Koszty utrzymania mieszkania w Polsce w 12-miesięcznym okresie do sierpnia 2022 r. wzrosły o 23 proc. rok do roku. To kilkukrotnie większa zmiana niż notowana rok wcześniej – podał w piątek think-tank HRE, powołując się na dane Eurostatu. Analitycy przewidują dalszy wzrost kosztów.
Jak wynika z danych Urzędu Statystycznego Unii Europejskiej (Eurostat), w 12-miesięcznym okresie do sierpnia 2022 r. utrzymanie i wyposażenie mieszkania w Polsce kosztowało średnio o 23 proc. więcej niż rok wcześniej – przekazał think-tank Heritage Real Estate (HRE).
– To duża zmiana, bo gdybyśmy wzięli pod uwagę te same miesiące, ale z roku 2020 oraz 2021, to okazuje się, że w tym czasie wzrost kosztów wynosił niecałe 6 proc. – podkreślili eksperci HRE Oskar Sękowski i Bartosz Turek.
– Wszystko diametralnie zmieniły (…) skokowe podwyżki cen opału (200 proc. rdr), prądu (40 proc. rdr) czy na przykład gazu (38 proc. rok do roku) – stwierdzili analitycy.

Zestaw wierszy:

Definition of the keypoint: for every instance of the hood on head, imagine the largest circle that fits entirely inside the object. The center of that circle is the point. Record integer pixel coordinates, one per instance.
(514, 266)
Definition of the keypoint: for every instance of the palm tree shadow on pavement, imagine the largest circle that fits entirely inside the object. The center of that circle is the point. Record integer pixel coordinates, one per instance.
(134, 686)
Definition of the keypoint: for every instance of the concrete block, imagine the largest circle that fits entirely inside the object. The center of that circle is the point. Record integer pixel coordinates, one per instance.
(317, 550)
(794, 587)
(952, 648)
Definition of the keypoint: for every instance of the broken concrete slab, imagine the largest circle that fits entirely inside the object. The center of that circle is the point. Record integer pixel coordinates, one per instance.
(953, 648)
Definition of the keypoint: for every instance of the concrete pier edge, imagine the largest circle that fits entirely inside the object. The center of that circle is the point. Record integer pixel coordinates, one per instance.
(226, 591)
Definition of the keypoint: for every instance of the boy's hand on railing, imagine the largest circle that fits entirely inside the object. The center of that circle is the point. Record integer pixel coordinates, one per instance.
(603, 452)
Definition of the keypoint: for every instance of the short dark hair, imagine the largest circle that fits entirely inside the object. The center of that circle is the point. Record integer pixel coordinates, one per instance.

Działania do wykonania:
1) Jak bardzo wzrosły rok do roku ceny prądu według tekstu o kosztach utrzymania mieszkania w Polsce?
2) Poprowadź dalej tekst o kosztach utrzymania mieszkania w Polsce od jego ostatniego zdania.

Odpowiedzi do zadań:
1) O 40 proc. rok do roku.

2)
Zwrócili też uwagę na „znaczny wzrost” kosztów usług kanalizacyjnych, dostarczania wody czy usług związanych z prowadzeniem domu czy mieszkania.
– W danych Eurostatu na temat inflacji nie ma wręcz niczego, co w ciągu roku staniało, a co składa się na koszty prowadzenia i utrzymania domu w Polsce – zaznaczyli.
– Raczej nie należy mieć nadziei na to, że dobrnęliśmy do końca podwyżek kosztów – dodali.
Gdzie koszty rosną najbardziej, a gdzie najmniej?
Polska z 23-proc. wzrostem kosztów utrzymania mieszkania znajduje się na ósmym miejscu pod względem wysokości podwyżek wśród krajów analizowanych przez Eurostat. Najwyższe wzrosty kosztów odnotowały: Turcja (o 80 proc. rdr), Estonia (65 proc. rdr) i Łotwa (44 proc.). Średnia unijna to wzrost na poziomie 17 proc. rdr.
– Na drugim biegunie mamy natomiast Szwajcarię, Islandię, Luksemburg, Maltę, Francję oraz Finlandię. W tych krajach koszty utrzymania i prowadzenia mieszkania w ciągu ostatniego roku poszły w górę o mniej niż 10 proc. – przekazali eksperci HRE.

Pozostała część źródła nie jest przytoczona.